POSTAWIONE ZADANIE
Przepisz dokładnie, znak po znaku, cały wątek z forum o złudnym obrazie życia w mediach społecznościowych.

Skocz do zawartości

"Mam 25 lat i jestem nieudacznikiem" Materiał na YT który trochę daje to myślenia jaką iluzją żyjemy przez miedzy innymi social media.


Rekomendowane odpowiedzi

Sam jakiś czas temu myślałem o czymś podobnym. 

Ogólnie żyjemy w pojebanych ideologicznie czasach, ale paradoksalnie żyje się nam dużo lepiej niż choćby 50 lat temu. Dziś młody, zdrowy człowiek ucząc się fachu i języka może iść w świat i mieć dobre życie. 

 

A internet - wszędzie ludzie sukcesu w luksusowych hotelach, z łuszczycą z czterema modelkami w łóżku, albo przystojni i bogaci, a w rzeczywistości umawiają się na tinderze z samotnymi matkami więc z desperatkami.

 

Ostatnio był też temat Kamila z poważną chorobą - taki człowiek ma prawdziwe problemy, 95 procent z Was tutaj jest zdrowych, ma coś odłożone, funkcjonuje lepiej lub wystarczająco dobrze a mimo to tego nie doceniamy bo ktoś ma lepiej. 

 

Także zgoda z tym, że pokazuje się sukcesy a nie porażki. Ciągle podaje się przykłady Bitcoina że ktoś ileś zarobił, tymczasem miliony ludzi straciła na podobnych inwestycjach i nikt o tym nie mówi. Resztę wniosków w najbliższym czasie mam nadzieję. 

  • Like 8
Odnośnik do komentarza
Udostępnij na innych stronach

Żyjemy w czasach, w których ludzie (zwłaszcza młodzi) mają bardzo duże oczekiwania, co do życia. Jak słusznie @DOHC zauważył, mamy o wiele lepiej niż 50 lat temu, ludzie nie doceniają tego, co mają, chcą mieć więcej.

DANE WEJŚCIOWE
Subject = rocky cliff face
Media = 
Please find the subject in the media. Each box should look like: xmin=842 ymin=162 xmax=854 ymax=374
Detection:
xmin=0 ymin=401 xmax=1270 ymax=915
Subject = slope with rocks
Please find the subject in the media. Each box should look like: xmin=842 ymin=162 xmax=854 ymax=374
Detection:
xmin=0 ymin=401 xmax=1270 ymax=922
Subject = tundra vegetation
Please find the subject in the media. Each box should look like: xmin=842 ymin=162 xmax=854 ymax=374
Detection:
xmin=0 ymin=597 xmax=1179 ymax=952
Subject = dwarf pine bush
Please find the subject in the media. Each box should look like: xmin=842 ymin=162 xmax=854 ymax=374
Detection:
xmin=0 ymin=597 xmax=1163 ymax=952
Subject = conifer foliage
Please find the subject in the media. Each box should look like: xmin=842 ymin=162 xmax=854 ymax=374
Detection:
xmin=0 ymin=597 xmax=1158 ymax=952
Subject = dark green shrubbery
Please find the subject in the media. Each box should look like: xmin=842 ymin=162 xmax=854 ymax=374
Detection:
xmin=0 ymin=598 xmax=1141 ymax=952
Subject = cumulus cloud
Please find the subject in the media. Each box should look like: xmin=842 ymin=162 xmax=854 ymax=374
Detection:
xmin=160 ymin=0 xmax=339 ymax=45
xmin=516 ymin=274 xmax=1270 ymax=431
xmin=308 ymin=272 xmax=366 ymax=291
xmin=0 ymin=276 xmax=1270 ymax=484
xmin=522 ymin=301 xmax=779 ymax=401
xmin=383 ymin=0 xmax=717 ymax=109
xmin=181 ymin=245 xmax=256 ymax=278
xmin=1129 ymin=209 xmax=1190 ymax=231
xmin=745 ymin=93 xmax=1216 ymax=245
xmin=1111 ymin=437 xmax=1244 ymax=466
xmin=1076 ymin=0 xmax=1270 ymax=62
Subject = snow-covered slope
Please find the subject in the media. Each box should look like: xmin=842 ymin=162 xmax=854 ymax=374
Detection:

WYNIK ĆWICZENIA
Skocz do zawartości

"Mam 25 lat i jestem nieudacznikiem" Materiał na YT który trochę daje to myślenia jaką iluzją żyjemy przez miedzy innymi social media.


Rekomendowane odpowiedzi

Sam jakiś czas temu myślałem o czymś podobnym. 

Ogólnie żyjemy w pojebanych ideologicznie czasach, ale paradoksalnie żyje się nam dużo lepiej niż choćby 50 lat temu. Dziś młody, zdrowy człowiek ucząc się fachu i języka może iść w świat i mieć dobre życie. 

 

A internet - wszędzie ludzie sukcesu w luksusowych hotelach, z łuszczycą z czterema modelkami w łóżku, albo przystojni i bogaci, a w rzeczywistości umawiają się na tinderze z samotnymi matkami więc z desperatkami.

 

Ostatnio był też temat Kamila z poważną chorobą - taki człowiek ma prawdziwe problemy, 95 procent z Was tutaj jest zdrowych, ma coś odłożone, funkcjonuje lepiej lub wystarczająco dobrze a mimo to tego nie doceniamy bo ktoś ma lepiej. 

 

Także zgoda z tym, że pokazuje się sukcesy a nie porażki. Ciągle podaje się przykłady Bitcoina że ktoś ileś zarobił, tymczasem miliony ludzi straciła na podobnych inwestycjach i nikt o tym nie mówi. Resztę wniosków w najbliższym czasie mam nadzieję. 

  • Like 8
Odnośnik do komentarza
Udostępnij na innych stronach

Żyjemy w czasach, w których ludzie (zwłaszcza młodzi) mają bardzo duże oczekiwania, co do życia. Jak słusznie @DOHC zauważył, mamy o wiele lepiej niż 50 lat temu, ludzie nie doceniają tego, co mają, chcą mieć więcej.